Excerpted passage:
::::::

On December 5th, 2023, at 4:06 AM PST, Files.com correlated multiple customer tickets indicating ‘authentication errors when logging into SFTP’, which resulted in an incident being declared. The Incident Management Team (IMT) convened and immediately began investigation.
The ‘authentication errors when logging into SFTP’ issue was resolved on December 5th, 2023 at 6:29 AM PST, returning the platform to full functionality.
In this incident, our SFTP servers became unstable and failed to process requests for certain customers due to a bad configuration file that was applied on 12-04-2023 at 10:41 PM to our SFTP servers via our automated configuration management system.
This failure only affected a small number of customers. Specifically, it only affected customers where our API was required to authenticate the provenance of the origin IP of the connecting SFTP user. This includes customers who use IP Whitelisting or IP Geolocation (such as country whitelist/blacklisting). We use a sophisticated system to cryptographically authenticate the origin IP of the connectiing SFTP user when making upstream calls to our internal API, and it was a configuration related to this system that was inadvertently misapplied.

::::::

Set tasks:
1. In the incident report, swap "small number" for "limited number" and give the passage again, beginning at the words "This failure only" and stopping after "was inadvertently misapplied.".
2. Which clock times does the incident report give?
3. Write what comes next in the incident report about the SFTP authentication errors, picking up after its final sentence.
You won't need the rows for any of this.

Dataset excerpt:
::::::

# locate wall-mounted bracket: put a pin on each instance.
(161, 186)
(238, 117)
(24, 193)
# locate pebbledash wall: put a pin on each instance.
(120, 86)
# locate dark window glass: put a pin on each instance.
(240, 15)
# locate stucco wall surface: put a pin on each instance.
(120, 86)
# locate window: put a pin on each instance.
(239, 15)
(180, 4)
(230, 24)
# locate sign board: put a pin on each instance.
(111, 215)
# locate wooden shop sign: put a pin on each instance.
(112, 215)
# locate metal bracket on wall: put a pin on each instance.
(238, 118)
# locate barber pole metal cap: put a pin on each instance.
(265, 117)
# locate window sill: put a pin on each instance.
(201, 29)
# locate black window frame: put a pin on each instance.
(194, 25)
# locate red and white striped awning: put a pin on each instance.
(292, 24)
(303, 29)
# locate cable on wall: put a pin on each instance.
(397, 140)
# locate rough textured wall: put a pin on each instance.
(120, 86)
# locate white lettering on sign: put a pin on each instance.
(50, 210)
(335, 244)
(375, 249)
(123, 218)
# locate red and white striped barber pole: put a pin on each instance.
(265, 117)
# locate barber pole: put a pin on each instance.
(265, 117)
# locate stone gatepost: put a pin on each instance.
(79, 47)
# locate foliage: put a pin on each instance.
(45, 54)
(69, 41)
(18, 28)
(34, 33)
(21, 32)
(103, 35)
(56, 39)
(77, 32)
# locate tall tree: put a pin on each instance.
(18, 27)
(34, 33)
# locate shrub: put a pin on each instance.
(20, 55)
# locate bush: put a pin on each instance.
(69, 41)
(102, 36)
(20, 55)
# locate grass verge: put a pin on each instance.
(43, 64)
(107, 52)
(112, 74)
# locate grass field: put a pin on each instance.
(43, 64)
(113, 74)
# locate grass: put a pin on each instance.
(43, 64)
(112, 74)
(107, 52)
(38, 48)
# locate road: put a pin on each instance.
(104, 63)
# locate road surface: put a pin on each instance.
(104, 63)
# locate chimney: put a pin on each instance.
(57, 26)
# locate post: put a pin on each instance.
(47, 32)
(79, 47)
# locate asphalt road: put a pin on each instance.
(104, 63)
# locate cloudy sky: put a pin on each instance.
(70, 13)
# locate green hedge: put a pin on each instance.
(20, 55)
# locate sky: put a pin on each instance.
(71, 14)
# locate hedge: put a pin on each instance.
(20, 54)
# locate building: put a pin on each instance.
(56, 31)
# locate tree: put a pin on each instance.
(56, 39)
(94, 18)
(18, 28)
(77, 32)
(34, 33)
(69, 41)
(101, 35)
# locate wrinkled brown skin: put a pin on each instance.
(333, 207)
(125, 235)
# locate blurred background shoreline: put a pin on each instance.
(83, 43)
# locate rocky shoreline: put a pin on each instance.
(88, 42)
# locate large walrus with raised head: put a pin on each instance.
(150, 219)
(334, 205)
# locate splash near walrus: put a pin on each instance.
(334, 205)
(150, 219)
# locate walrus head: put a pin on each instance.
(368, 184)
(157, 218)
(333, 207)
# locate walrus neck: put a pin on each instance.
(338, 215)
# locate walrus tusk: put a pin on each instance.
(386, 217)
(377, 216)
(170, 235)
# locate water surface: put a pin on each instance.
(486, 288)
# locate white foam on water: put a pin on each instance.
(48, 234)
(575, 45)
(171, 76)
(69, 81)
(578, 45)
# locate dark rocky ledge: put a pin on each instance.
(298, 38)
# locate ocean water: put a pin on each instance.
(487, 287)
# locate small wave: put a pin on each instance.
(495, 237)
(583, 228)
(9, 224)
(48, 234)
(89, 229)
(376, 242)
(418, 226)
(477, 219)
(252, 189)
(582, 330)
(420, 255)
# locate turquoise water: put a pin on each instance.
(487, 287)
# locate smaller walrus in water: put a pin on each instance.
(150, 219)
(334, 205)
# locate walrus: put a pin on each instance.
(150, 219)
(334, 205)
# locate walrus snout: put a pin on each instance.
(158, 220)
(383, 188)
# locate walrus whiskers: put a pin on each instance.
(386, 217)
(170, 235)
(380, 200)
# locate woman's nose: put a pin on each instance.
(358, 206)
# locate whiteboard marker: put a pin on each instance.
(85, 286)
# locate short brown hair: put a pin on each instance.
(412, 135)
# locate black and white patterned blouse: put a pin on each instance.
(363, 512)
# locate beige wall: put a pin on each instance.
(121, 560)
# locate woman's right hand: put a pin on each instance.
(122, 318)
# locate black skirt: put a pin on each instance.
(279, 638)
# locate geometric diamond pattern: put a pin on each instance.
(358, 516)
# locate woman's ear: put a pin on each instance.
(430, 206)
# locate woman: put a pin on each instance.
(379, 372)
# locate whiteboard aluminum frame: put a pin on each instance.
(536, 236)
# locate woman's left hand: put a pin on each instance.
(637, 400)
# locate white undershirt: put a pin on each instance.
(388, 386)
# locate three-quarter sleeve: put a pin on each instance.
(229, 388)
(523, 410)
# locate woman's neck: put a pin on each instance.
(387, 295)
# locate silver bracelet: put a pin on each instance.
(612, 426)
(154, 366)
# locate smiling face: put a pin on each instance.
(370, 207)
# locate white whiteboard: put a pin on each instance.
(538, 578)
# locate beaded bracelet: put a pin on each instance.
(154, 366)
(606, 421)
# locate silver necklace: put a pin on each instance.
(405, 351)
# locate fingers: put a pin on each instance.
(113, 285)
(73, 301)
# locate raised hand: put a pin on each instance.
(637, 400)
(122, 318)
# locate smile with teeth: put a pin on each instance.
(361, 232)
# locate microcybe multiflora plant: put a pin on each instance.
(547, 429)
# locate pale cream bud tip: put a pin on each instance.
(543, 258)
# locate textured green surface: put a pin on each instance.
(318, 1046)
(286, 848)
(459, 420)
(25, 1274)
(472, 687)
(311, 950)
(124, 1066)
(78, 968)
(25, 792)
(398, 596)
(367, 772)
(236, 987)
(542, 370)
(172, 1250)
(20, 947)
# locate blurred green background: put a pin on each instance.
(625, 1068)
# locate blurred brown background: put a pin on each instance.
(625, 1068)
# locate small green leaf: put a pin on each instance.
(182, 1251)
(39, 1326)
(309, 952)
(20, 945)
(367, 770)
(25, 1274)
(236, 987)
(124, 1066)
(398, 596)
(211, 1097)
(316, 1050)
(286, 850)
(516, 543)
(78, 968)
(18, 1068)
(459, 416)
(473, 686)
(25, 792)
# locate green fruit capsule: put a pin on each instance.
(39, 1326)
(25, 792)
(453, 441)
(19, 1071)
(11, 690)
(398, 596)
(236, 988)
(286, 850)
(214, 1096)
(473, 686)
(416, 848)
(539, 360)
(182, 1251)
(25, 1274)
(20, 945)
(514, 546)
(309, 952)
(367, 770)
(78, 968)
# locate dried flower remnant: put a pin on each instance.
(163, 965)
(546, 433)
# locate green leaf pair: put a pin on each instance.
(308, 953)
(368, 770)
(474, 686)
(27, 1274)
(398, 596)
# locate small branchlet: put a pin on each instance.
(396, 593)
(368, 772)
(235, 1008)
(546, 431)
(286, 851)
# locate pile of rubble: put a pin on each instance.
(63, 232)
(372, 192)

::::::

Results of the exercise:
1.
This failure only affected a limited number of customers. Specifically, it only affected customers where our API was required to authenticate the provenance of the origin IP of the connecting SFTP user. This includes customers who use IP Whitelisting or IP Geolocation (such as country whitelist/blacklisting). We use a sophisticated system to cryptographically authenticate the origin IP of the connectiing SFTP user when making upstream calls to our internal API, and it was a configuration related to this system that was inadvertently misapplied.

2. 4:06 AM PST, 6:29 AM PST, 10:41 PM

3.
The reason for the bad configuration file being deployed is as follows:
A separate configuration change was correctly and successfully made to another system (our HTTP servers) via our configuration management systems. Due to a logic error in the code of the change, the change also inadvertently targeted our SFTP systems as well. This change should not have been deployed to our SFTP systems, but was inadvertently deployed to them anyway.
Internally, Files.com runs SFTP services on several dedicated servers in each service region. Our configuration management system deploys changes to servers one at a time, checking to ensure correct operation prior to continuing forward with the rollout of configuration changes.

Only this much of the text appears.